→ **REQUIRED WORK**:
Arrange all of the data below as a Markdown table with the columns Row and Line, giving each line its own numbered row and skipping blank lines. Leave the pictures out.

→ **MATERIALS PROVIDED**:
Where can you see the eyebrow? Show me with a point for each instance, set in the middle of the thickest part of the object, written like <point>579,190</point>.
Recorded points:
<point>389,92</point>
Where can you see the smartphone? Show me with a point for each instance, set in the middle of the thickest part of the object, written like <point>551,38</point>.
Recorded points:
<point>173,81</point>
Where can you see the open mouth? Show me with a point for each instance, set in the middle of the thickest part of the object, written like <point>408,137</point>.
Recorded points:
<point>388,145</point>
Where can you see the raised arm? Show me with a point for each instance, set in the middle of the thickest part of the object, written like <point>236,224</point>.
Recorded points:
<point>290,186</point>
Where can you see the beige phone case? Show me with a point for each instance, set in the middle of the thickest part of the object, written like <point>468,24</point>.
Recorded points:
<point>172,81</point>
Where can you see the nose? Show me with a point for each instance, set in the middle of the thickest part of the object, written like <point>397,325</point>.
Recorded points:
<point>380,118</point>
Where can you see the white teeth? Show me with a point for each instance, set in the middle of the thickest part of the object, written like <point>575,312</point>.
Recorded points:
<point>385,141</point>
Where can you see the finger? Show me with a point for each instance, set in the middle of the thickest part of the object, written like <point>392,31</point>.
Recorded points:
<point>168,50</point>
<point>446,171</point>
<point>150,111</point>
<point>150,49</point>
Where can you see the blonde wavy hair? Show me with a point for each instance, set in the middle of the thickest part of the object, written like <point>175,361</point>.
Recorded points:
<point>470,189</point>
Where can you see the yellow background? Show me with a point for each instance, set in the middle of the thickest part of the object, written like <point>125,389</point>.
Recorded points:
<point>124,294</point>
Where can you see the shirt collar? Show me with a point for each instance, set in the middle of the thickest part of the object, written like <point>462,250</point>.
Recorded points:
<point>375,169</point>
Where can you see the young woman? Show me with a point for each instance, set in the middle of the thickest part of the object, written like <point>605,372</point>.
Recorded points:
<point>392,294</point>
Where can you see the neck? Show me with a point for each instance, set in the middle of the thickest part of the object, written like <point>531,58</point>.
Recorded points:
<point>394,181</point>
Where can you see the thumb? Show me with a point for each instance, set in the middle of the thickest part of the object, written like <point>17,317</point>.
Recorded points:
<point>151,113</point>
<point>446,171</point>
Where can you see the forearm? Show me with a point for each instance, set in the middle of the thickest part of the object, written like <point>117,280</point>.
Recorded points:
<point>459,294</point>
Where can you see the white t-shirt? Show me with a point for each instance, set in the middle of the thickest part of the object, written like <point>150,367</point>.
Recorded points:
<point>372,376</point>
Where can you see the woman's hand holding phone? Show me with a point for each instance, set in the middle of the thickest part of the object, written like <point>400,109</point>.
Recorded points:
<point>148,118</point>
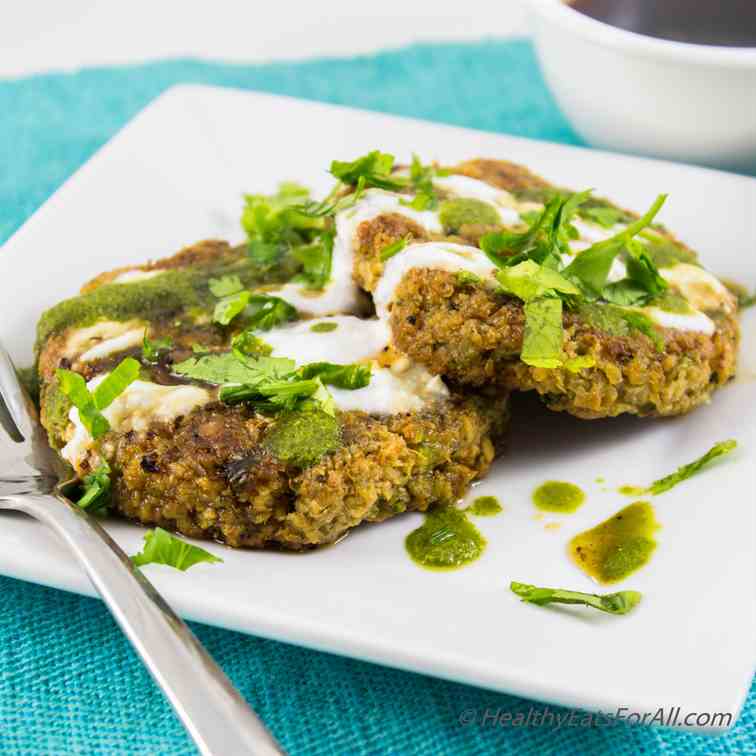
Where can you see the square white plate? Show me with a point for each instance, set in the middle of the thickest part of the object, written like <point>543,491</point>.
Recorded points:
<point>176,173</point>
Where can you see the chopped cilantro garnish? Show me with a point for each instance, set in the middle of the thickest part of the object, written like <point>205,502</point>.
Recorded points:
<point>528,280</point>
<point>316,262</point>
<point>605,215</point>
<point>161,547</point>
<point>590,269</point>
<point>151,348</point>
<point>421,180</point>
<point>96,496</point>
<point>686,471</point>
<point>91,404</point>
<point>225,286</point>
<point>540,288</point>
<point>274,223</point>
<point>543,242</point>
<point>229,307</point>
<point>542,341</point>
<point>342,376</point>
<point>262,311</point>
<point>227,368</point>
<point>621,602</point>
<point>374,169</point>
<point>247,344</point>
<point>273,384</point>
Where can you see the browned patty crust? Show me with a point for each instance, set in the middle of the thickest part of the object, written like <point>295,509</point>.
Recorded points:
<point>209,475</point>
<point>473,335</point>
<point>214,473</point>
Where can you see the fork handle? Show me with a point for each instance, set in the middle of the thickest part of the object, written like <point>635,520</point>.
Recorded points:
<point>216,716</point>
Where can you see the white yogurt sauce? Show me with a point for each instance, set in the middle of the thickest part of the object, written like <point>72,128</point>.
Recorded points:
<point>702,290</point>
<point>134,409</point>
<point>112,346</point>
<point>693,321</point>
<point>400,388</point>
<point>353,340</point>
<point>96,340</point>
<point>435,255</point>
<point>132,276</point>
<point>341,294</point>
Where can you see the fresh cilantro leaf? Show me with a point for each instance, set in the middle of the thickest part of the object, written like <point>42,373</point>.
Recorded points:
<point>542,341</point>
<point>272,396</point>
<point>229,307</point>
<point>590,268</point>
<point>117,381</point>
<point>265,312</point>
<point>75,388</point>
<point>91,404</point>
<point>316,262</point>
<point>605,215</point>
<point>151,348</point>
<point>262,311</point>
<point>96,496</point>
<point>686,471</point>
<point>625,293</point>
<point>394,248</point>
<point>342,376</point>
<point>226,368</point>
<point>374,169</point>
<point>161,547</point>
<point>246,344</point>
<point>543,242</point>
<point>528,280</point>
<point>421,180</point>
<point>333,204</point>
<point>225,286</point>
<point>621,602</point>
<point>274,223</point>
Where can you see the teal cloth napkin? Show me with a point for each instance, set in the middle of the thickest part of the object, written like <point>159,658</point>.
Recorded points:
<point>69,682</point>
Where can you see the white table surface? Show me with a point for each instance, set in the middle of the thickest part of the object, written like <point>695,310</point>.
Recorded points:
<point>46,35</point>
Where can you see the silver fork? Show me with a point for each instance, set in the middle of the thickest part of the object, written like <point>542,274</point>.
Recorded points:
<point>211,709</point>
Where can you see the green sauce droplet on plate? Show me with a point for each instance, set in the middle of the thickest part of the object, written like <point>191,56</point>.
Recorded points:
<point>485,506</point>
<point>446,540</point>
<point>618,546</point>
<point>324,327</point>
<point>558,496</point>
<point>631,490</point>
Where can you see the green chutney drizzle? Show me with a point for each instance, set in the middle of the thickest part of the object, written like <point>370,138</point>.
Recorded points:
<point>558,496</point>
<point>484,506</point>
<point>631,490</point>
<point>447,540</point>
<point>618,546</point>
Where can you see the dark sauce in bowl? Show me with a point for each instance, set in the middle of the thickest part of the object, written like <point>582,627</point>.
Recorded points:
<point>724,23</point>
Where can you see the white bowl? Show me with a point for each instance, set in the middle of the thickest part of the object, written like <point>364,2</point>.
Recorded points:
<point>629,92</point>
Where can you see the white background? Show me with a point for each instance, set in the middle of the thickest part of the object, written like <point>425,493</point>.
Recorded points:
<point>44,35</point>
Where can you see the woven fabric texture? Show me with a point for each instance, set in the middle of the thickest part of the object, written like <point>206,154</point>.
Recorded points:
<point>69,682</point>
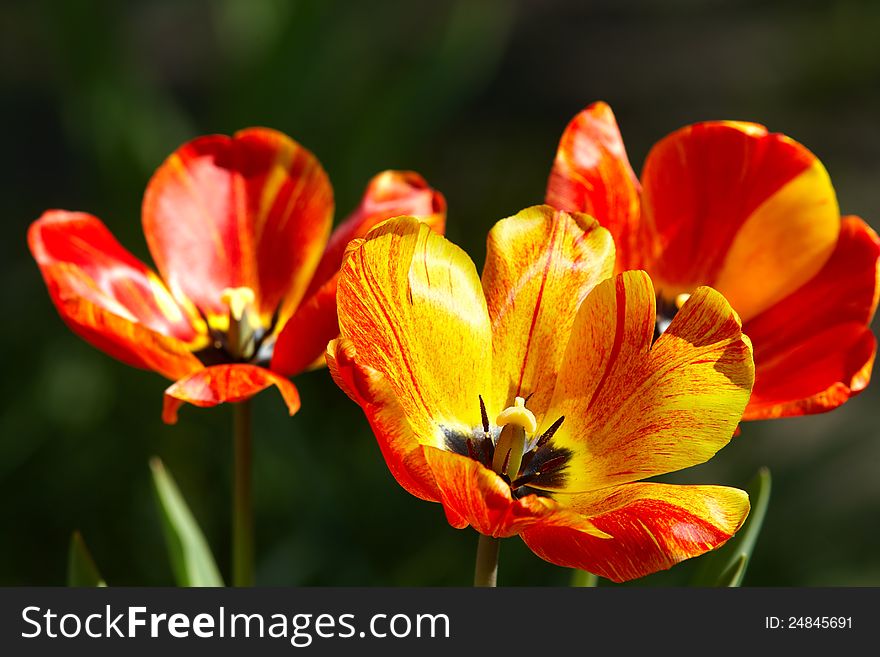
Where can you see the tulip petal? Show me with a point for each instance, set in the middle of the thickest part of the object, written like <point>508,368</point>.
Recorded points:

→ **COMPLETED TASK**:
| Row | Line |
|---|---|
| 1 | Where can you see the eyebrow? Show me with a point for each instance, set in the middle of the thickest part of the object, written like <point>579,190</point>. |
| 2 | Recorded points: |
| 3 | <point>389,92</point> |
| 4 | Where can you see the smartphone? Show me with a point for each instance, set in the middle of the thickest part of the object, written like <point>551,38</point>. |
| 5 | Recorded points: |
| 6 | <point>173,81</point> |
| 7 | Where can you see the open mouth? Show me with a point for each instance, set in the middle of the thickest part of the object, written like <point>408,137</point>. |
| 8 | Recorded points: |
| 9 | <point>388,145</point> |
| 10 | Where can you see the raised arm? Show me with a point for each instance, set in the middle of the thickest part of the object, written like <point>236,224</point>. |
| 11 | Recorded points: |
| 12 | <point>290,186</point> |
| 13 | Where can you see the beige phone case? Show me with a point for each instance, set in the middle of the thickest part of the object, written like <point>468,24</point>. |
| 14 | Recorded points: |
| 15 | <point>172,81</point> |
| 16 | Where can you see the nose? Show me with a point for each instance, set in the middle of the thickest part of the object, written like <point>397,325</point>. |
| 17 | Recorded points: |
| 18 | <point>380,118</point> |
| 19 | Where can you see the white teeth? Show me with a point for each instance, set in the middle of the thickest part of the object, written like <point>575,312</point>. |
| 20 | Recorded points: |
| 21 | <point>385,141</point> |
| 22 | Where can you see the finger? Show me with a point for each instance, set in the middle of the thickest part of the object, written like <point>392,31</point>. |
| 23 | Recorded points: |
| 24 | <point>168,50</point> |
| 25 | <point>446,171</point> |
| 26 | <point>150,111</point> |
| 27 | <point>150,49</point> |
| 28 | Where can you see the blonde wavy hair? Show me with a point for each instance, set in the middle of the thickest part of the object, written like <point>175,361</point>. |
| 29 | Recorded points: |
| 30 | <point>470,189</point> |
| 31 | Where can you see the yellow background? Show me with a point for each instance, set in the middle of the thickest part of the object, written like <point>125,389</point>. |
| 32 | Recorded points: |
| 33 | <point>124,294</point> |
| 34 | Where can you see the shirt collar? Show me with a point for each instance, set in the middle of the thickest part of the object, written like <point>462,250</point>. |
| 35 | Recorded points: |
| 36 | <point>375,169</point> |
| 37 | Where can you see the young woman? Show me with a point for each instance, set in the middle of the thickest part of the object, written like <point>605,372</point>. |
| 38 | Recorded points: |
| 39 | <point>392,294</point> |
| 40 | Where can you see the neck? Show me with a point for each instance, set in the middle of the thickest part of the object, written like <point>531,58</point>. |
| 41 | Recorded points: |
| 42 | <point>394,181</point> |
| 43 | Where can you see the thumb? Show me with a point for each instance, set in the middle of the thickest part of the object, written like <point>17,317</point>. |
| 44 | Recorded points: |
| 45 | <point>151,113</point> |
| 46 | <point>446,171</point> |
| 47 | Where can you see the forearm? Show me with a point for each instance, set in the middle of the thickest part of the object, written like <point>117,280</point>. |
| 48 | Recorded points: |
| 49 | <point>459,294</point> |
| 50 | Where can you see the white t-shirt? Show me with a point for each instance, set in the middle of the thickest part of the object, written like <point>150,367</point>. |
| 51 | Recorded points: |
| 52 | <point>372,376</point> |
| 53 | Where can you see the woman's hand holding phone? Show me with a point for each instance, set in the middle of the thickest part of the object, written like <point>400,109</point>. |
| 54 | Recorded points: |
| 55 | <point>148,118</point> |
| 56 | Where can you see the square white plate? Show me with a point for each instance, set in the middle of the thickest part of the object, written like <point>543,491</point>. |
| 57 | Recorded points: |
| 58 | <point>176,173</point> |
| 59 | Where can you see the chopped cilantro garnish? Show me with a point for each instance, set in the middle of the thickest part of the object, written like <point>205,502</point>. |
| 60 | Recorded points: |
| 61 | <point>528,280</point> |
| 62 | <point>316,262</point> |
| 63 | <point>605,215</point> |
| 64 | <point>161,547</point> |
| 65 | <point>590,269</point> |
| 66 | <point>151,348</point> |
| 67 | <point>421,180</point> |
| 68 | <point>96,496</point> |
| 69 | <point>686,471</point> |
| 70 | <point>91,404</point> |
| 71 | <point>225,286</point> |
| 72 | <point>540,288</point> |
| 73 | <point>274,223</point> |
| 74 | <point>543,242</point> |
| 75 | <point>229,307</point> |
| 76 | <point>542,341</point> |
| 77 | <point>342,376</point> |
| 78 | <point>262,311</point> |
| 79 | <point>227,368</point> |
| 80 | <point>621,602</point> |
| 81 | <point>374,169</point> |
| 82 | <point>247,344</point> |
| 83 | <point>273,384</point> |
| 84 | Where can you see the browned patty crust? Show me with a point for each instance, set in the middle of the thickest part of the object, written like <point>295,509</point>. |
| 85 | Recorded points: |
| 86 | <point>209,475</point> |
| 87 | <point>473,335</point> |
| 88 | <point>214,473</point> |
| 89 | Where can you see the fork handle? Show me with a point for each instance, set in the middle of the thickest part of the object, written like <point>635,520</point>. |
| 90 | Recorded points: |
| 91 | <point>216,716</point> |
| 92 | Where can you see the white yogurt sauce? Show me with a point for each instance, set in the middle of the thickest part of the object, written like <point>72,128</point>. |
| 93 | Recorded points: |
| 94 | <point>702,290</point> |
| 95 | <point>134,409</point> |
| 96 | <point>112,346</point> |
| 97 | <point>693,321</point> |
| 98 | <point>400,388</point> |
| 99 | <point>353,340</point> |
| 100 | <point>96,340</point> |
| 101 | <point>435,255</point> |
| 102 | <point>132,276</point> |
| 103 | <point>341,294</point> |
| 104 | Where can you see the fresh cilantro leaf? Show me with a point for each instance, set in the middle of the thickest part of the object, written like <point>42,373</point>. |
| 105 | Recorded points: |
| 106 | <point>542,341</point> |
| 107 | <point>272,396</point> |
| 108 | <point>229,307</point> |
| 109 | <point>590,268</point> |
| 110 | <point>117,381</point> |
| 111 | <point>265,312</point> |
| 112 | <point>75,388</point> |
| 113 | <point>91,404</point> |
| 114 | <point>316,262</point> |
| 115 | <point>605,215</point> |
| 116 | <point>151,348</point> |
| 117 | <point>262,311</point> |
| 118 | <point>96,496</point> |
| 119 | <point>686,471</point> |
| 120 | <point>625,293</point> |
| 121 | <point>394,248</point> |
| 122 | <point>342,376</point> |
| 123 | <point>226,368</point> |
| 124 | <point>374,169</point> |
| 125 | <point>161,547</point> |
| 126 | <point>246,344</point> |
| 127 | <point>543,242</point> |
| 128 | <point>528,280</point> |
| 129 | <point>421,180</point> |
| 130 | <point>333,204</point> |
| 131 | <point>225,286</point> |
| 132 | <point>621,602</point> |
| 133 | <point>274,223</point> |
| 134 | Where can you see the teal cloth napkin? Show me with a point for each instance, set in the middle of the thickest part of the object, written like <point>159,658</point>. |
| 135 | Recorded points: |
| 136 | <point>69,682</point> |
| 137 | Where can you see the white table surface? Show me with a point for each instance, set in the middle of the thickest part of the object, written like <point>695,310</point>. |
| 138 | Recorded points: |
| 139 | <point>46,35</point> |
| 140 | Where can you see the silver fork? Show me with a point for each instance, set in the middle of the thickest part of the object, written like <point>542,274</point>. |
| 141 | Recorded points: |
| 142 | <point>211,709</point> |
| 143 | Where can you see the green sauce droplet on plate? Show me with a point for each instance, set in the middle of the thickest part of the object, written like <point>191,56</point>. |
| 144 | Recorded points: |
| 145 | <point>485,506</point> |
| 146 | <point>446,540</point> |
| 147 | <point>618,546</point> |
| 148 | <point>324,327</point> |
| 149 | <point>558,496</point> |
| 150 | <point>631,490</point> |
| 151 | Where can you see the green chutney drizzle? Show me with a point for each instance, set in the middle of the thickest part of the object, written like <point>370,138</point>. |
| 152 | Recorded points: |
| 153 | <point>558,496</point> |
| 154 | <point>484,506</point> |
| 155 | <point>631,490</point> |
| 156 | <point>447,540</point> |
| 157 | <point>618,546</point> |
| 158 | Where can you see the dark sauce in bowl? Show me with a point for each instance, set in the middle of the thickest part of the object, written like <point>582,627</point>. |
| 159 | Recorded points: |
| 160 | <point>724,23</point> |
| 161 | Where can you see the white bowl? Show me with a point for each instance, set in the middle of the thickest part of the object, written like <point>364,2</point>. |
| 162 | Recorded points: |
| 163 | <point>629,92</point> |
| 164 | Where can you see the white background? Show me with a point for each instance, set in the middle of the thickest part of the object, written like <point>425,493</point>. |
| 165 | Recorded points: |
| 166 | <point>44,35</point> |
| 167 | Where can you see the woven fabric texture? Show me with a point for each instance, set in the middle of the thickest part of the object, written like <point>206,154</point>. |
| 168 | Recorded points: |
| 169 | <point>69,682</point> |
| 170 | Where can you see the tulip petal? Show me with a point for each instance, set in the middle of the thickest part of the object, written like <point>508,368</point>. |
| 171 | Recorded points: |